Given instruction.
Copy out the listing below word for word, line by line. Omit the pictures.

═══ Materials provided

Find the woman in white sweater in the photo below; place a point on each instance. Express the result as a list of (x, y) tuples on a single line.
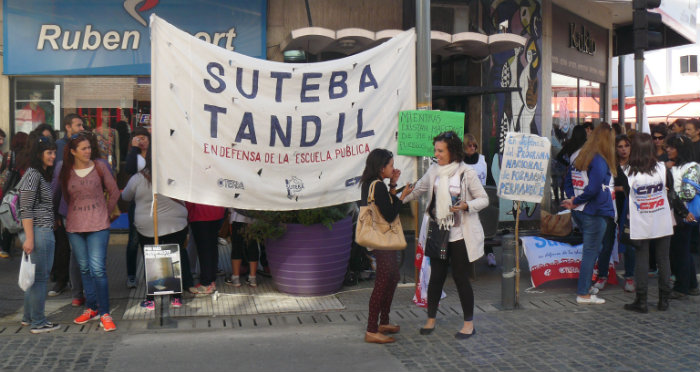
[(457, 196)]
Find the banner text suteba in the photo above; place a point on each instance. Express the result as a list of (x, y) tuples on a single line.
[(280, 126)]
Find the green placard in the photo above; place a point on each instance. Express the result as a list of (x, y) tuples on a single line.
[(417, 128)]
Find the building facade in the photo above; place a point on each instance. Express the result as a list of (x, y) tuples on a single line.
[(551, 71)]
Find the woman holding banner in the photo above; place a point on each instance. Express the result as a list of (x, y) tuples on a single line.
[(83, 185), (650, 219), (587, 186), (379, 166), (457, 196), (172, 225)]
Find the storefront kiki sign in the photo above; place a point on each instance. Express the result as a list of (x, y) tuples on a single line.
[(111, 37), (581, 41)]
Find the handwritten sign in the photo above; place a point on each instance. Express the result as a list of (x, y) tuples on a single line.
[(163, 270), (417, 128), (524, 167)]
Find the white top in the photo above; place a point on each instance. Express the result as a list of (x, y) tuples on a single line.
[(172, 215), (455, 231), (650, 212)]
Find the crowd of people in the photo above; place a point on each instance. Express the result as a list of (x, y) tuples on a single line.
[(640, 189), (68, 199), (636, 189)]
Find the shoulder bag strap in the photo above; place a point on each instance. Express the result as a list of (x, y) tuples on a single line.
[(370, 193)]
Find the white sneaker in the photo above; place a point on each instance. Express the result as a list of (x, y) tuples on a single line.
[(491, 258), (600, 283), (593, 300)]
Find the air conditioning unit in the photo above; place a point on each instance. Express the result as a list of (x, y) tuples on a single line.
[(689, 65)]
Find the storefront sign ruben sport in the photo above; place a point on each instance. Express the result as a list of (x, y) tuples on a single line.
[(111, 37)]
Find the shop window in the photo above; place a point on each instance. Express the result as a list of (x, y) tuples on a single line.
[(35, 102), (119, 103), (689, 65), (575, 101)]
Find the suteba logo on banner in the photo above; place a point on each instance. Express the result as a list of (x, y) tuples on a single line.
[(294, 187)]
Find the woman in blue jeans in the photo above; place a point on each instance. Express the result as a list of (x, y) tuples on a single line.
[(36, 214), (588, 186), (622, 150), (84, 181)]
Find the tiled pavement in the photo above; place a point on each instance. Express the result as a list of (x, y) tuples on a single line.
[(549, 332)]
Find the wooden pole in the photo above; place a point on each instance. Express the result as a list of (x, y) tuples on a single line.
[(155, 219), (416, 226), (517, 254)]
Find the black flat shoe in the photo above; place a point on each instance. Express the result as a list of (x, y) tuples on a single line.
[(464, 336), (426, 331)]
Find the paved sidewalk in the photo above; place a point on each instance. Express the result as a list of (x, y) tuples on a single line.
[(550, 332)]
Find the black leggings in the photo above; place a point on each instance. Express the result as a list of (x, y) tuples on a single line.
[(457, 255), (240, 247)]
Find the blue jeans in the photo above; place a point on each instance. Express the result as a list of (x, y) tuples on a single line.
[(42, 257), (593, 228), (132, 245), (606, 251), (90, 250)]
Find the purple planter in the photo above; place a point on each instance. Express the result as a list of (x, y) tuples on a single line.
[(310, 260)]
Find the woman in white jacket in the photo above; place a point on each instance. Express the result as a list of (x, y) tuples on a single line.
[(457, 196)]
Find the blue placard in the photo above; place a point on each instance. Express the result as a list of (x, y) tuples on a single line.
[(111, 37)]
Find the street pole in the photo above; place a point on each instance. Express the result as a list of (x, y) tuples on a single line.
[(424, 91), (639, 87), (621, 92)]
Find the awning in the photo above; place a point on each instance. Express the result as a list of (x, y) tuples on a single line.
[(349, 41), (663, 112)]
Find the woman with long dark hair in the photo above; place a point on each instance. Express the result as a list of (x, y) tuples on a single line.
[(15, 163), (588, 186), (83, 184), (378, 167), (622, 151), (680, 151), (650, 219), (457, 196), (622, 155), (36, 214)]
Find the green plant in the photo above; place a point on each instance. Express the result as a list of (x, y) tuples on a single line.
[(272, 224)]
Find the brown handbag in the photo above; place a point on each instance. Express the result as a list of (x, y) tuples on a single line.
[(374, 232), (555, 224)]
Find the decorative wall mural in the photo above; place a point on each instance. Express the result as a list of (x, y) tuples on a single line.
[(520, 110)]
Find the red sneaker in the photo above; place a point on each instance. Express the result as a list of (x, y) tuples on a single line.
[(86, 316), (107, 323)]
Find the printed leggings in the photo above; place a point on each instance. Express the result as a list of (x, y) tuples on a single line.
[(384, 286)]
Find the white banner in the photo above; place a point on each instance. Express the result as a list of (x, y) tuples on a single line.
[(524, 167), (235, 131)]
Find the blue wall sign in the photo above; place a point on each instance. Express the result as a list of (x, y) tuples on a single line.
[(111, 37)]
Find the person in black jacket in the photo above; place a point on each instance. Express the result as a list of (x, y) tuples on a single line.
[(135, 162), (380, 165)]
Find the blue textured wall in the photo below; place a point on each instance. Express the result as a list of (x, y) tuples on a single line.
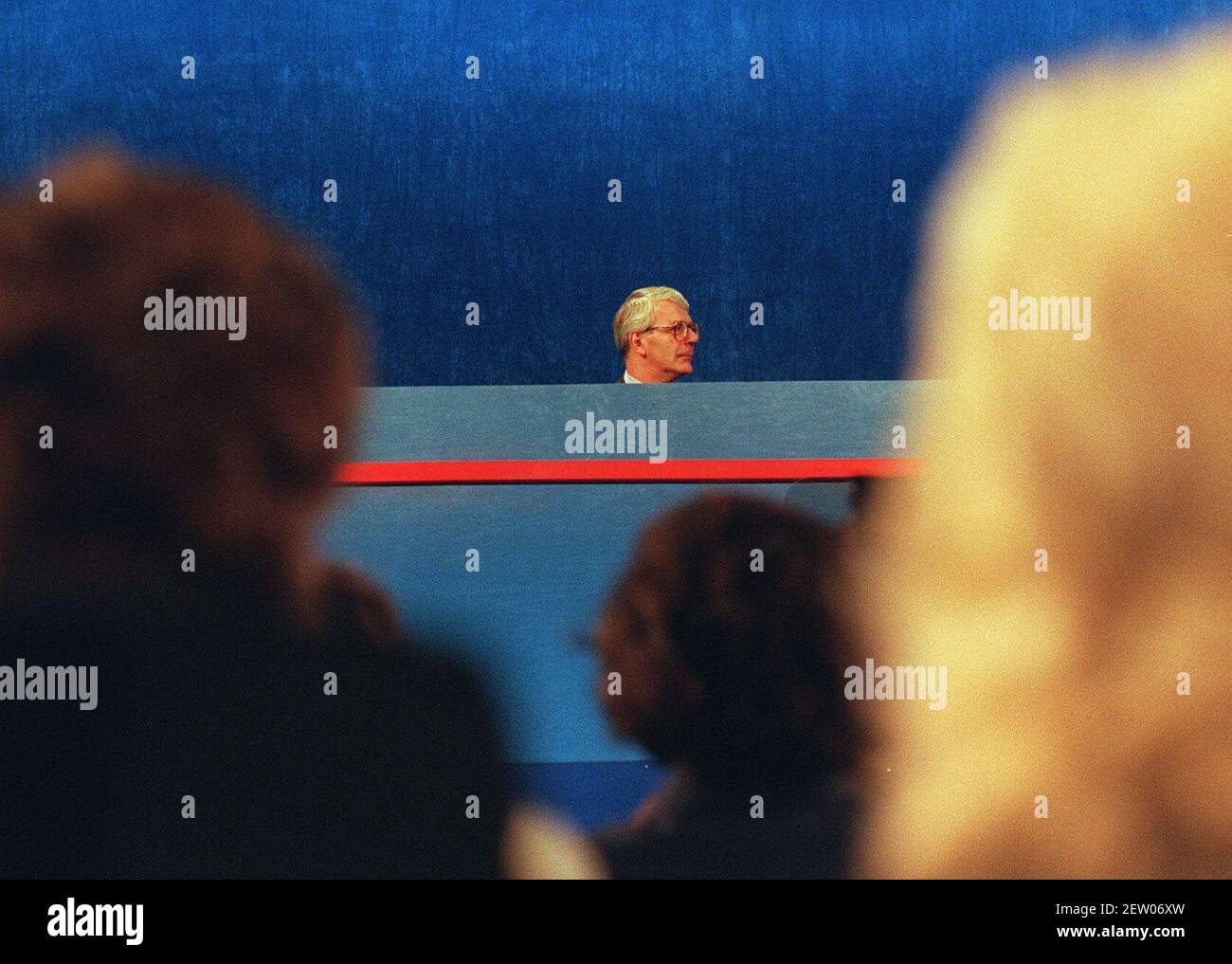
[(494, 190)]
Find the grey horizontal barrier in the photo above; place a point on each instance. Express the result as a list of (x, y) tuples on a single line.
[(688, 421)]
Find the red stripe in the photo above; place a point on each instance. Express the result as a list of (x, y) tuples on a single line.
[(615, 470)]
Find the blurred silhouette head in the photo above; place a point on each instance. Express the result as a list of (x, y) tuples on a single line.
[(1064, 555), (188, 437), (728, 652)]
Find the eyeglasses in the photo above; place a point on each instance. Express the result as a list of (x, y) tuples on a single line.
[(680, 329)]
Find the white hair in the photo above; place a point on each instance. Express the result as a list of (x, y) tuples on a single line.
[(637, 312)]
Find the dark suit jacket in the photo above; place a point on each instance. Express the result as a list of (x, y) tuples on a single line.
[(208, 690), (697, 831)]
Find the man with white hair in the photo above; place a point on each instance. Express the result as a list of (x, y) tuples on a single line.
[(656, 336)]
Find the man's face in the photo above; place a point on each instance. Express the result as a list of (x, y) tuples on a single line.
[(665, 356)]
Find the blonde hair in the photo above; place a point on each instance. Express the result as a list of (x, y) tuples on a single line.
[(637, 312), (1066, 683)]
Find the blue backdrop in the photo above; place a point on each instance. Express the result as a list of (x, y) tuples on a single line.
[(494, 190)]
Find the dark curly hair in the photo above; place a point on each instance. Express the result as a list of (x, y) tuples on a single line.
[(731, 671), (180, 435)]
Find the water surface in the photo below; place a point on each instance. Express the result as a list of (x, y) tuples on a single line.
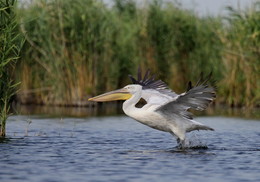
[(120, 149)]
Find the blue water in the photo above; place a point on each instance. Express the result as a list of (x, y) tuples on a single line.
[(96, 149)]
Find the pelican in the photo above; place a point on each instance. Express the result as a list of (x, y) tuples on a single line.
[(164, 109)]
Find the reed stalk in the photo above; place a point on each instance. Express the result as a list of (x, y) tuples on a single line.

══════

Task solution.
Find the woman in white sweater in the photo below; place a point on each instance. Express the result as a list of (x, y) tuples on a single line.
[(457, 196)]
Find the banner text suteba in the photo above; place a point on each instance. Express the result as a list of (x, y) tuples on a single line.
[(280, 126)]
Find the green placard in the photo above; place a point on each instance. Express the result as a list of (x, y) tuples on a single line.
[(417, 128)]
Find the building facade in the photo above; place a point on each instance. Express the result as a list of (x, y) tuples on a single line.
[(551, 71)]
Find the woman holding banner in the photo above; place a point on each instance. Express the result as a list of (x, y) tuples on a single line.
[(83, 185), (650, 219), (587, 186), (379, 166), (457, 196), (172, 225)]
Find the storefront kiki sign in the photo above; place a point on each instance. Express the result as a list of (x, y) tuples on a single line.
[(111, 37), (581, 41)]
Find the handwritten sign in the photo above; place a point on each instance. Express the result as a list of (x, y) tuples on a single line.
[(163, 270), (417, 128), (524, 167)]
Find the white top in the photo above; place a point on each instance. Express the result as a list of (x, y) tuples on a single line.
[(172, 215), (455, 231), (650, 212)]
Find the crowd of people in the photo above; place a point on each instance. Express the result as a list of (x, y) tuples on a single line.
[(640, 189), (68, 199), (636, 189)]
Find the shoulder bag strap in the photo above; place a point on each instance. Express the result as a list of (x, y) tuples on a single line.
[(370, 193)]
Find the white sneaker in the photo above; place a point on each instance. Express the result as a list of (x, y) tuples on a single line.
[(491, 258), (600, 283), (593, 300)]
Find the air conditioning unit in the photo above; place a point on each instance. Express the result as a list of (x, y) tuples on a single line.
[(689, 65)]
Find the storefront sign ruben sport in the photo above; place a point on each instance. Express the result as a list of (x, y) tuples on a single line.
[(111, 37)]
Find the shop window in the photo above; place a point on each instance. Express the result as a list of (x, y) tuples on a single line.
[(35, 102), (119, 103), (689, 65), (575, 101)]
Find the suteba logo on banner in the photo above; place a point on each instance. Express the result as a list of (x, y) tuples on a single line.
[(294, 187)]
Find the woman in blue jeans in the photo above; place a point on each instance. Express the result as a list of (x, y) tuples on a single line.
[(36, 214), (588, 186), (622, 150), (84, 181)]
Find the tiled pavement in the photo above; place a point on each instance. Express the result as a list of (x, y) tuples on a single line.
[(549, 332)]
Find the wooden pole in the photo above; place a point on each instance. Express the result as a list of (x, y) tuples on a single line.
[(155, 219), (416, 226), (517, 254)]
Find the black flat shoe in the photo above; place a point on each instance. Express the result as a list of (x, y) tuples on a single line.
[(464, 336), (426, 331)]
Find the paved sidewalk in the photo above; place a point on each instance. Express the result as a list of (x, y) tuples on a single line.
[(550, 332)]
Find the black leggings in the photo above; place a point on each instance. Express the result as a list of (x, y) tuples on a single line.
[(457, 255), (240, 247)]
Find the blue jeans in the photo above; place a point on each instance. Express the result as a list of (x, y) tuples on a single line.
[(42, 257), (593, 228), (132, 245), (606, 251), (90, 250)]
Find the purple planter in the photo above; place a point on each instance. Express the result as a list of (x, y) tuples on a single line.
[(310, 260)]
Find the woman in white jacket in the photo above; place a point on each instance. Express the result as a list of (x, y) tuples on a single line.
[(457, 196)]
Find the blue placard in the photo above; place a point on each instance. Express the result as a list of (x, y) tuples on a single line.
[(111, 37)]
Find the street pole in the photo above; place a point on each instance. Express the result as a list of (x, y) tuples on a single line.
[(424, 91), (639, 87), (621, 92)]
Find the awning in the photo above; place a point on each instance. Express the result as a list of (x, y) tuples on a single line.
[(349, 41), (663, 112)]
Find the woman with long dark hair in the photo above; place a point on each instance. Express the result as a list of (x, y) tuples on a single line.
[(15, 163), (588, 186), (83, 184), (378, 167), (622, 151), (680, 151), (650, 219), (457, 196), (622, 155), (36, 214)]
Find the green plant in the photo above; place a point on each instance. Express the result as a list of (x, y) tuples on a single line.
[(272, 224)]
Find the brown handbag in the photo above; place a point on each instance. Express the result as a list of (x, y) tuples on a single line.
[(374, 232), (555, 224)]
Find the decorative wall mural in the photo above; place a point on each instance. Express the result as a list of (x, y) tuples on a single line.
[(520, 110)]
Find the red sneaker in the photo above; place a point on each instance. Express the result as a list of (x, y) tuples on a single line.
[(86, 316), (107, 323)]
Find the printed leggings in the photo above; place a point on each instance. Express the result as a list of (x, y) tuples on a single line.
[(384, 286)]
Find the white banner in the photo above; place a point on each instance. Express the result as a list of (x, y) tuples on a single line.
[(524, 167), (235, 131)]
Find the blue wall sign in the photo above; place a point on each instance. Express the result as a list of (x, y) tuples on a single line.
[(111, 37)]
Find the person in black jacket in the photo above; place a point on each instance. Express the result as a list of (x, y) tuples on a single line.
[(135, 162), (380, 165)]
Find the blue textured wall in the photo below; place a point on each instance. Express the result as a list of (x, y) tuples on a single line.
[(494, 190)]
Find the grey horizontal barrier in the photo above; place a point on each instance. Express the result as a list of (x, y) tuples on a single line.
[(688, 421)]
Find the red stripe in the photo above; place a point on each instance. Express the result as a list of (x, y) tuples on a single line.
[(615, 470)]
Find the blurred silhouette head in the photo above; place a point on each instance. Express the result as a list of (x, y) tuples on a single line.
[(1064, 555), (188, 437), (728, 652)]
Find the eyeglasses in the photo above; place a point on each instance. Express the result as a list of (x, y) tuples on a single line.
[(680, 329)]
Find the white hair in the photo above; place a point on each instance. Express the result as a list of (x, y) tuples on a single line.
[(637, 312)]
Find the dark suit jacket in the photo above; place a point on each instance. Express the result as a list of (x, y) tuples on a single line.
[(208, 690), (697, 831)]
Find the man with white hair in the photo above; place a point on each instance. Express the result as a list of (x, y) tuples on a single line.
[(656, 336)]
Find the man's face in the photo above; place a point on each instance. Express the result as a list of (x, y) tuples on a single line.
[(665, 356)]
Find the blonde hair in the photo above; place a point on each instance. Express the result as a list of (x, y) tuples on a single line.
[(637, 312), (1066, 683)]
Find the blue backdrop in the photo above; place a point on each instance. Express the result as a list of (x, y) tuples on a single line.
[(494, 190)]
Find the dark curly hair in the photo above; place a point on each instance. Express the result as a list of (x, y) tuples on a single line.
[(731, 671), (180, 435)]
Find the water surface in the photo below; place a point on each instance. Express the result as a list of (x, y) tuples on a single line.
[(120, 149)]
Find the blue water in the photo above; place a point on each instance. Express the result as a list of (x, y) tuples on a single line.
[(96, 149)]
Find the pelican in the photo above; place a point on each instance. Express the result as a list of (x, y) tuples on a single line.
[(164, 109)]
Find the reed stalk in the photo above; place a point on each instance. Express the result as a list of (x, y) tuples on a single line.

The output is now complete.